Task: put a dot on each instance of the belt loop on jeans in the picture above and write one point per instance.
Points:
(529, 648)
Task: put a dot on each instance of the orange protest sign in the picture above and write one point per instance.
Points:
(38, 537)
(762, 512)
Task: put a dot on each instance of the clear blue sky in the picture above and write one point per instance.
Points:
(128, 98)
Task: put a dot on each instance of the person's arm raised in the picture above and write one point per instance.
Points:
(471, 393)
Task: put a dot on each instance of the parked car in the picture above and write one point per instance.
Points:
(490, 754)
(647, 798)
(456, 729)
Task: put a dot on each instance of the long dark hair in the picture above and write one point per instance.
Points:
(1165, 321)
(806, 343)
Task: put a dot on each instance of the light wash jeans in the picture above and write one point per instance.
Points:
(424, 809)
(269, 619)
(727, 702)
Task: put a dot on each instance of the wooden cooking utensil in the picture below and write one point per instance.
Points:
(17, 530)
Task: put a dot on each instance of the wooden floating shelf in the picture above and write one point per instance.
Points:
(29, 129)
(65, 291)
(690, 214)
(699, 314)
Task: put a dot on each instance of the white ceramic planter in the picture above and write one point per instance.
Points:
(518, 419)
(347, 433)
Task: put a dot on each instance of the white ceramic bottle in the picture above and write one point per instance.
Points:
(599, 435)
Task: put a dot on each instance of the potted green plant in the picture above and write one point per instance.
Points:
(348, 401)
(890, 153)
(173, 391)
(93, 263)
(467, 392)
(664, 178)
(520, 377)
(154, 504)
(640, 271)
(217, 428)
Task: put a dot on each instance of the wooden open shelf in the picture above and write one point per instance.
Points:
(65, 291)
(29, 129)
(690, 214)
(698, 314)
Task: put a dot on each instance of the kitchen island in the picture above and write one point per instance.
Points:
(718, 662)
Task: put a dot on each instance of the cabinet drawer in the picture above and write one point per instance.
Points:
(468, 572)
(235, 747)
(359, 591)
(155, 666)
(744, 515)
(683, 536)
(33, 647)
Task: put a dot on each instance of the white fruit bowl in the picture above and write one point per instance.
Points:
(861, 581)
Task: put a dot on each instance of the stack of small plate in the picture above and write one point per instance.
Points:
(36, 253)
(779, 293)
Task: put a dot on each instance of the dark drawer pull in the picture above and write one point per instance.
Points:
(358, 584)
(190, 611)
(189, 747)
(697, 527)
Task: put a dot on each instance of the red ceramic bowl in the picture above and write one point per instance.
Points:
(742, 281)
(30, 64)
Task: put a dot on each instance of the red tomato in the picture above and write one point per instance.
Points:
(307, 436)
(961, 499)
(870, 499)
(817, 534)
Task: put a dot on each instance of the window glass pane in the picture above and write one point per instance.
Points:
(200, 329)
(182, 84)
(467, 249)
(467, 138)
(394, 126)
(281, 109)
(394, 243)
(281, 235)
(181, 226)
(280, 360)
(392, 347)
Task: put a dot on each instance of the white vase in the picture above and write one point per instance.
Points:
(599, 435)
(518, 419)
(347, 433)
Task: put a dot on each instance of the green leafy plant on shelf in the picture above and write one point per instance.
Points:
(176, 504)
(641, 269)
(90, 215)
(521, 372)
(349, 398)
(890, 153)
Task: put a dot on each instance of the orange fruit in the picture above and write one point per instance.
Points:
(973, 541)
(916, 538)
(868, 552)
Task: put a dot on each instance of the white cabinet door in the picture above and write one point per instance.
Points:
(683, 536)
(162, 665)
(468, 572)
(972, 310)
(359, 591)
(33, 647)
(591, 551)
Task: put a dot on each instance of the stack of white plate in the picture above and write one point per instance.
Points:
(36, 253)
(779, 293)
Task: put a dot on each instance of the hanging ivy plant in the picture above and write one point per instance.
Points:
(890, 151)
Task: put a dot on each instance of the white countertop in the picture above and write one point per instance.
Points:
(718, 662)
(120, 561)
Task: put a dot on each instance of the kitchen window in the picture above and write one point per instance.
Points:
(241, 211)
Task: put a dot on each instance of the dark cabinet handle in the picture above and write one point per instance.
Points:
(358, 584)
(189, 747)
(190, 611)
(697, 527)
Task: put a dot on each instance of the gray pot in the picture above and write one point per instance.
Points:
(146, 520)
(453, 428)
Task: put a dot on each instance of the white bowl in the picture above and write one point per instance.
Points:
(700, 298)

◆ EXERCISE DETAILS ◆
Repeat the data word for word, leaving out no line.

◆ EXERCISE RESULT ◆
Task: put a dot on each instance of the belt loop on jeans in the picture above and write one point per instance.
Points:
(529, 648)
Task: put a dot on each instance of the orange protest sign in the picture above and write one point per instance.
Points:
(38, 537)
(762, 512)
Task: put a dot on each instance of the clear blue sky in the picture above and write one point per instance.
Points:
(128, 98)
Task: put a dot on each instance of the person's arm raised in the picture above and write one point per instance.
Points:
(471, 393)
Task: put a dot on each instance of the parked car in the picture above and write one point per instance.
Points:
(490, 754)
(647, 798)
(456, 729)
Task: put a dot on each instance of the long dark hair in the picture above and write one point per instance.
Points:
(1165, 321)
(806, 343)
Task: put a dot on each instance of the light wash jeans in the picture above and write one point per instance.
Points:
(424, 809)
(269, 619)
(727, 702)
Task: put a dot on each instance of the wooden cooking utensil in the picture below and write one point per instance.
Points:
(17, 530)
Task: put a dot on each instance of the wooden floating shelf in the picture above and write one point per instance.
Points:
(29, 129)
(65, 291)
(690, 214)
(699, 314)
Task: put a dot on each instance of the white ceramic planter in the picture above and write one point per instance.
Points:
(518, 419)
(347, 433)
Task: put a dot on each instance of the white ceramic bottle in the picture above and write one point per instance.
Points:
(599, 435)
Task: put a dot on each instance of the potted green plant in the picture above and write one point per instance.
Points:
(348, 401)
(890, 153)
(173, 391)
(93, 263)
(467, 392)
(664, 178)
(520, 377)
(154, 504)
(640, 271)
(217, 428)
Task: put a dot on each instance of the wooden open shelf in the picture above and write one point per instance.
Points:
(65, 291)
(29, 129)
(690, 214)
(698, 314)
Task: put a dot on each instance of the kitchen island in the picture above and write one point per instance.
Points:
(718, 662)
Task: put a dot on each instance of the cabinet drawer in the picture above and write one point per instance.
Points:
(468, 572)
(235, 747)
(359, 591)
(155, 666)
(744, 515)
(683, 536)
(33, 647)
Task: put a dot on each instance of the white fruit bowl in the picture above and write one point per instance.
Points:
(861, 581)
Task: put a dot on each instance of the stack of small plate in the picture above and write one point per instance.
Points:
(36, 253)
(779, 293)
Task: put a dot on each instance of the dark drawer pull in the picture above and write one point per instance.
Points:
(358, 584)
(190, 611)
(189, 747)
(697, 527)
Task: put a dot on each instance of the red ceramic bowl in the picture above and write one point per instance.
Points:
(742, 281)
(30, 64)
Task: put a dot on each instance of the red tomato in the picture above and write one point per instance.
Points:
(307, 436)
(961, 499)
(870, 499)
(817, 534)
Task: put a dot on each instance of the window glass pane in the picture above and write one point per instance.
Points:
(200, 329)
(182, 84)
(467, 249)
(467, 138)
(394, 126)
(281, 109)
(394, 243)
(281, 235)
(181, 226)
(280, 360)
(392, 347)
Task: put a dot on each instance of the white vase in the picture above and write one point per instance.
Points:
(599, 435)
(518, 419)
(347, 433)
Task: put a dot on each instance of the green leafy plant on shelf in the picture above and write one point per instance.
Points:
(176, 504)
(641, 269)
(90, 215)
(521, 372)
(349, 398)
(890, 153)
Task: put a dot on each instance of the orange fruit in the picture above and write one point per instance.
Points:
(973, 541)
(916, 538)
(868, 552)
Task: put a dot on each instance of the white cabinet door in the picture above and write one point per instance.
Points:
(683, 536)
(162, 665)
(468, 572)
(972, 310)
(359, 591)
(33, 647)
(591, 551)
Task: put a dot on each instance of the stack of white plate in the picture above and write one point per instance.
Points:
(36, 253)
(779, 293)
Task: put a dot on each instance of the hanging ivy plant in the picture above and write one point per instance.
Points:
(890, 151)
Task: put a dot on each instance of the white countertop in the picture above and write one point per instance.
Points:
(718, 662)
(120, 561)
Task: put a dot on each instance of the kitchen window in the picture above and write one point per instance.
Points:
(241, 211)
Task: put a dot on each instance of the dark cabinet handle in the picture above and write one point per instance.
Points:
(358, 584)
(189, 747)
(190, 611)
(697, 527)
Task: put a dot on each instance of the gray pot in the picture above and write one point per instance.
Points:
(146, 520)
(453, 428)
Task: put a dot on each instance of the white bowl in the picture above and write one point per instance.
Points:
(700, 298)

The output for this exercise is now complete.